====== Records for this exercise

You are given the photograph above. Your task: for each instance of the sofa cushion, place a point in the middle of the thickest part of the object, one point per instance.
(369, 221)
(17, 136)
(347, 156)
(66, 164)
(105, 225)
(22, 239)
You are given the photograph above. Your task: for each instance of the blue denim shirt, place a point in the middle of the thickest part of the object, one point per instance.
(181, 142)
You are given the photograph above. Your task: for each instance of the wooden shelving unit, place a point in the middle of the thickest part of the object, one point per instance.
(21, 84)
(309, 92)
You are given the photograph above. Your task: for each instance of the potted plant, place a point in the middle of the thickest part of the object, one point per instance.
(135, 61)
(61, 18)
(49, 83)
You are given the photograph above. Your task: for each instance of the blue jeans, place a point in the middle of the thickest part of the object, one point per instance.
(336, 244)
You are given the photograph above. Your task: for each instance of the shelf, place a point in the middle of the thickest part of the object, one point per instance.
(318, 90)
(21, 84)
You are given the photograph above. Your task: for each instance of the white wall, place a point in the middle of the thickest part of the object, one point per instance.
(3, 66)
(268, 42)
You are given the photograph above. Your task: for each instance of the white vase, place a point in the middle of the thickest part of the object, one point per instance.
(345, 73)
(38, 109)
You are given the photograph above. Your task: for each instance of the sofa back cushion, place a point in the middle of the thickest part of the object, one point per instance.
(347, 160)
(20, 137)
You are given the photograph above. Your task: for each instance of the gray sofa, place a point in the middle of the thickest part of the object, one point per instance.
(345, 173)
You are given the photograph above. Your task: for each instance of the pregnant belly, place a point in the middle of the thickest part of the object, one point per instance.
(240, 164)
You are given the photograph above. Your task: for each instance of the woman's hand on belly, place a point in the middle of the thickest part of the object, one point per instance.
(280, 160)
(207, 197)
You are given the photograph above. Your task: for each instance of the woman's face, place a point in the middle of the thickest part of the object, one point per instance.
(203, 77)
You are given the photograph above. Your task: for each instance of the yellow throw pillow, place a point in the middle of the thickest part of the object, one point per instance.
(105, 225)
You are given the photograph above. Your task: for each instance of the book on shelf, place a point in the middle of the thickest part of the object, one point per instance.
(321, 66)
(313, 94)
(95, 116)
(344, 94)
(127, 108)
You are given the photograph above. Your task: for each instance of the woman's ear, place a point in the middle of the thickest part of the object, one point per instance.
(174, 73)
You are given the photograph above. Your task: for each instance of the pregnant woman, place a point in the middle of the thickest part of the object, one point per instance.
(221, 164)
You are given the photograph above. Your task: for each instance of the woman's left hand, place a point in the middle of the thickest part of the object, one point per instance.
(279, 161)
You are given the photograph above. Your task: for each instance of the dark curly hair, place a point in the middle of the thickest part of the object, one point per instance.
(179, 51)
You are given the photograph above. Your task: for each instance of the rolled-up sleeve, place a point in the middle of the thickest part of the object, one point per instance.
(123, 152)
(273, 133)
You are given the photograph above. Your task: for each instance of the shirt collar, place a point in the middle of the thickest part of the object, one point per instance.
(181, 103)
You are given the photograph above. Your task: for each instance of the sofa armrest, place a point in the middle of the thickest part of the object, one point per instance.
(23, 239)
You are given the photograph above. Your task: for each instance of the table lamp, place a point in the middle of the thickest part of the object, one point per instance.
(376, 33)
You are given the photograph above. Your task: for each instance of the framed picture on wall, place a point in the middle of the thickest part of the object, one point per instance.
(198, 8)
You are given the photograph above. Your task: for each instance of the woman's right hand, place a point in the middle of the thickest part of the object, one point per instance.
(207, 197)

============

[Work request]: The response should be an exact copy of the lines from the one with "of the table" through the end of the data, with no other text.

[Response area]:
You are given the photograph above. Your task: for each instance of the table lamp, place a point in the middle of the thickest part of the object, one point per instance.
(376, 33)
You are given the photograph above. Your task: for each instance of the framed picture on wall, place a point in the middle of the thickest part of the object, one point per instance.
(198, 8)
You are given the photograph above. Your task: for each instance of the woman's right hand, place a point in the middle of the thickest part of the object, one point per instance.
(207, 197)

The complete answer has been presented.